Mask labeling examples:
__________________________________________________

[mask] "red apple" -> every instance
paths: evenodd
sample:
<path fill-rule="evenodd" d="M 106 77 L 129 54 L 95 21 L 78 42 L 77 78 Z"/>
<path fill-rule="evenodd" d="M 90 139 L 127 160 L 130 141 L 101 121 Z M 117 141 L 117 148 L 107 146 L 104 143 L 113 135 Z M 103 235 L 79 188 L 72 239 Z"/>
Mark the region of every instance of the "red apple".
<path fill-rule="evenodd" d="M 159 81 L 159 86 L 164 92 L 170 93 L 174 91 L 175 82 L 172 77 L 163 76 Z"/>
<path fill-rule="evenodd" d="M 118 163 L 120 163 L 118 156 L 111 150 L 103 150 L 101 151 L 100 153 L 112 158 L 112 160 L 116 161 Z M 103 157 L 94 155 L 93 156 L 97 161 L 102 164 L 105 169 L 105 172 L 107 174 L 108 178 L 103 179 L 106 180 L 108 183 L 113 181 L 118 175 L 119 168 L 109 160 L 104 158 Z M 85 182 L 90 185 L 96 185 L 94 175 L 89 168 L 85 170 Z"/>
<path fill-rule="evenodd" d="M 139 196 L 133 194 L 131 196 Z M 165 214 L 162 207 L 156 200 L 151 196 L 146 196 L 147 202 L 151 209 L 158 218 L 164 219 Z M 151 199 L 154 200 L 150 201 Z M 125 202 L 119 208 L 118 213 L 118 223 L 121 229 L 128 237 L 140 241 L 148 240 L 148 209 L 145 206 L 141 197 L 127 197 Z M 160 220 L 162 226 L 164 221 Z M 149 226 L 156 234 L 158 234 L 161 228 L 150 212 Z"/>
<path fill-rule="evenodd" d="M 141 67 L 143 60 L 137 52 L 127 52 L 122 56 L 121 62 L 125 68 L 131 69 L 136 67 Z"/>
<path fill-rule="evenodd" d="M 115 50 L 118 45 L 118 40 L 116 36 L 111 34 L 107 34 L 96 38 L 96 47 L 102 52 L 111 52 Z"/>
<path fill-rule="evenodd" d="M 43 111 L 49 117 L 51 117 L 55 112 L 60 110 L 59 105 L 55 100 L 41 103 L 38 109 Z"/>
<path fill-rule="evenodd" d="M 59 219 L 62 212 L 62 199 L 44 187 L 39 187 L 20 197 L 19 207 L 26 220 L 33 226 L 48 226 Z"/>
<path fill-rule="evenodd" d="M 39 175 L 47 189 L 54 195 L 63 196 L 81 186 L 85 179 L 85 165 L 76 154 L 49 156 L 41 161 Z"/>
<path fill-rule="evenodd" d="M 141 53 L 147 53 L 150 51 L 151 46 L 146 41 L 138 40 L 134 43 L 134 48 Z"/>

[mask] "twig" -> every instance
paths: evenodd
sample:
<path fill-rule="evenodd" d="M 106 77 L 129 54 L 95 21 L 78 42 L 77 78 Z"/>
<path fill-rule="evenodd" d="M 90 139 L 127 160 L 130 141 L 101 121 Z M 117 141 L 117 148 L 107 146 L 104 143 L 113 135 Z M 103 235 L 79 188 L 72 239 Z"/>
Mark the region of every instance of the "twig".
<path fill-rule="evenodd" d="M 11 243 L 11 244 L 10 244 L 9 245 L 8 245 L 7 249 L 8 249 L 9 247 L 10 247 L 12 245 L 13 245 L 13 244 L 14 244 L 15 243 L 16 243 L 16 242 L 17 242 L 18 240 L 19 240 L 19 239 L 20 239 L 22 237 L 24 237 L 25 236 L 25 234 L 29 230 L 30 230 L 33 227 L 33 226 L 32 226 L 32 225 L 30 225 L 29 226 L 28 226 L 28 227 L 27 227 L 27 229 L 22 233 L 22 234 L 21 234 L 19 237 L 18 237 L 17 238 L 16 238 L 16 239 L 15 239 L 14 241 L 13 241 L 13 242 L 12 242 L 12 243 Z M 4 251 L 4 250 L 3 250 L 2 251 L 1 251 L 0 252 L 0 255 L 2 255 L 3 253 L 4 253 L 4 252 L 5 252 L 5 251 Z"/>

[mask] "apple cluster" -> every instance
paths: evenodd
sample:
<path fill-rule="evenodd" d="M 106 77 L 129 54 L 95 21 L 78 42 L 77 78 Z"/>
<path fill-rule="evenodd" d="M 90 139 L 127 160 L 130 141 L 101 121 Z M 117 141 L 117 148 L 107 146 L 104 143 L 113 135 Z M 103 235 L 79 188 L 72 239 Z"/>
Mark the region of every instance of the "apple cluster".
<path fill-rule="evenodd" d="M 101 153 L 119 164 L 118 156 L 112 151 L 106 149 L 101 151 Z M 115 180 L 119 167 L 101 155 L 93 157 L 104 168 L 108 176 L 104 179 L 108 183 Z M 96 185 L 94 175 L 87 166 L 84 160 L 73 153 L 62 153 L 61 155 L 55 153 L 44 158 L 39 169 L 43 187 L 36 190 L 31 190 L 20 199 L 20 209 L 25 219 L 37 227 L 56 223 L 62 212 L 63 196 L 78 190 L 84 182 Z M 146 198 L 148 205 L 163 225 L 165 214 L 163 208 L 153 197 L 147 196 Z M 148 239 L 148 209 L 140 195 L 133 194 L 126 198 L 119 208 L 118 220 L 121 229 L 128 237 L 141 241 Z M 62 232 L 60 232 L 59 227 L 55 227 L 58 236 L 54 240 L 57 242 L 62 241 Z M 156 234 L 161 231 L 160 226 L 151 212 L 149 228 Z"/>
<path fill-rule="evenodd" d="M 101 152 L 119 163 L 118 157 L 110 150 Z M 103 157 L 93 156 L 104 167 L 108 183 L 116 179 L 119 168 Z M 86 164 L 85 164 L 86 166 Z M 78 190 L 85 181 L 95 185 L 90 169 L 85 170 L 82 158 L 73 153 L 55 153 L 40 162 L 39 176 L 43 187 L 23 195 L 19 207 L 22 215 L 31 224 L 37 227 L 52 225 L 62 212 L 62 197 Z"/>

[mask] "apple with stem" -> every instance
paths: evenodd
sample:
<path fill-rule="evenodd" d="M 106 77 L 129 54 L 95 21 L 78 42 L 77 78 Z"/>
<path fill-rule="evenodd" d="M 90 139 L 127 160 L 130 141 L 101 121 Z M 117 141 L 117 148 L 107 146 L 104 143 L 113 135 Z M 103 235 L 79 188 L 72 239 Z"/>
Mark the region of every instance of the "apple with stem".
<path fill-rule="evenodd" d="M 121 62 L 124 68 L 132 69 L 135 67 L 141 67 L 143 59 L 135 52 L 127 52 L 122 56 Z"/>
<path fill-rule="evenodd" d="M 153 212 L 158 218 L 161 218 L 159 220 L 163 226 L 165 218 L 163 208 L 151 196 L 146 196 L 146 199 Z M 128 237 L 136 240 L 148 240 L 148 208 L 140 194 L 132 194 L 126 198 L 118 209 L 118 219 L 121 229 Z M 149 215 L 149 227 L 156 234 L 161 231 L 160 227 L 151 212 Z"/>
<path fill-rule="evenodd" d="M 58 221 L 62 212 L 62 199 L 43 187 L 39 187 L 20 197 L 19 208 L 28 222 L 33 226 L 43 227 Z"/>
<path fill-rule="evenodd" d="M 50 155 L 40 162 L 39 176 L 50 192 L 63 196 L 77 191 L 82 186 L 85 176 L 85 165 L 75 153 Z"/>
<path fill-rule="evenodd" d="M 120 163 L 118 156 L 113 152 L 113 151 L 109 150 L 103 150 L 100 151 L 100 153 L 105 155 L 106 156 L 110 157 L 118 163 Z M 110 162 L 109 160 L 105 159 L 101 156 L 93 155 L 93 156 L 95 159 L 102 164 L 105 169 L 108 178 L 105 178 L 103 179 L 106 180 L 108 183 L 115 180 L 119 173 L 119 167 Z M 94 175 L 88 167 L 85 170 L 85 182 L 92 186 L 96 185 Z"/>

__________________________________________________

Please write out the rows from the very start up to and including the line with "59 219 L 62", keeping every character unchanged.

[mask] "red apple" -> every instance
paths: evenodd
sample:
<path fill-rule="evenodd" d="M 106 77 L 129 54 L 95 21 L 78 42 L 77 78 Z"/>
<path fill-rule="evenodd" d="M 90 139 L 127 160 L 130 141 L 101 121 Z M 117 141 L 117 148 L 107 146 L 104 143 L 113 135 Z M 103 235 L 79 188 L 72 239 Z"/>
Mark the region of every instance of the "red apple".
<path fill-rule="evenodd" d="M 159 81 L 159 86 L 164 92 L 170 93 L 174 91 L 175 82 L 172 77 L 163 76 Z"/>
<path fill-rule="evenodd" d="M 118 163 L 120 163 L 118 156 L 111 150 L 103 150 L 101 151 L 100 153 L 112 158 L 112 160 L 116 161 Z M 103 157 L 94 155 L 93 156 L 97 161 L 102 164 L 105 169 L 105 172 L 107 174 L 108 178 L 103 179 L 106 180 L 108 183 L 113 181 L 118 175 L 119 168 L 109 160 L 104 158 Z M 85 182 L 90 185 L 96 185 L 94 175 L 89 168 L 85 170 Z"/>
<path fill-rule="evenodd" d="M 139 196 L 133 194 L 131 196 Z M 165 214 L 162 207 L 156 200 L 151 196 L 146 196 L 147 202 L 151 209 L 158 218 L 164 219 Z M 151 199 L 154 200 L 150 201 Z M 125 202 L 119 208 L 118 213 L 118 223 L 121 229 L 128 237 L 140 241 L 148 240 L 148 209 L 145 206 L 141 197 L 127 197 Z M 160 220 L 162 226 L 164 221 Z M 149 226 L 156 234 L 158 234 L 161 228 L 150 212 Z"/>
<path fill-rule="evenodd" d="M 141 67 L 143 60 L 137 52 L 127 52 L 122 56 L 121 62 L 125 68 L 131 69 L 136 67 Z"/>
<path fill-rule="evenodd" d="M 115 50 L 118 45 L 118 40 L 116 36 L 111 34 L 107 34 L 96 38 L 96 47 L 102 52 L 111 52 Z"/>
<path fill-rule="evenodd" d="M 43 111 L 49 117 L 51 117 L 55 112 L 60 110 L 59 105 L 55 100 L 41 103 L 38 109 Z"/>
<path fill-rule="evenodd" d="M 59 219 L 62 212 L 62 199 L 44 187 L 39 187 L 20 197 L 19 207 L 26 220 L 33 226 L 48 226 Z"/>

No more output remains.